## Task to complete
Gather every line in the records below that contains the word "standing", matching its case exactly.

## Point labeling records
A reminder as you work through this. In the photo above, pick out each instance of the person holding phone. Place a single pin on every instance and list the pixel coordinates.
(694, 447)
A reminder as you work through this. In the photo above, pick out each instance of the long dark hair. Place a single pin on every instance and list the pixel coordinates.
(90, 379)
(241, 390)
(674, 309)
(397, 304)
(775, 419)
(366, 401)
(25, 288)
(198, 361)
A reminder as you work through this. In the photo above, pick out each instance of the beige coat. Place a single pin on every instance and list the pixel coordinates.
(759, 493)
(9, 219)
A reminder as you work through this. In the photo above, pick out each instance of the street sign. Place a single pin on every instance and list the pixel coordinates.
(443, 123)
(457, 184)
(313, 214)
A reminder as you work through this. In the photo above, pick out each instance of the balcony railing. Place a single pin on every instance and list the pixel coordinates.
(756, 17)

* * *

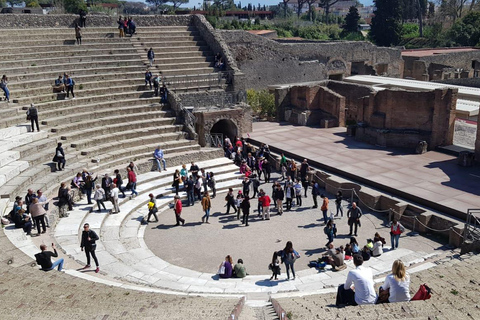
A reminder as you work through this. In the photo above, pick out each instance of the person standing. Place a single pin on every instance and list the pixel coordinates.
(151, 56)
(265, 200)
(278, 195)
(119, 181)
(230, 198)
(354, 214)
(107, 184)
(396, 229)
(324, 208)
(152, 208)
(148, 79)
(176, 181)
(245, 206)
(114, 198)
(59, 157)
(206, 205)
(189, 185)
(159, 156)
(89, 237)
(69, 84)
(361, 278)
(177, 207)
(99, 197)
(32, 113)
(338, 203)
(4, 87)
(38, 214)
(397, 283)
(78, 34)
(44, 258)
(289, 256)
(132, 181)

## Task output
A reminder as you work through this. In the photo above, pick out each instance of the person standing. Place a single pin on every instance and list the pixel coordinates.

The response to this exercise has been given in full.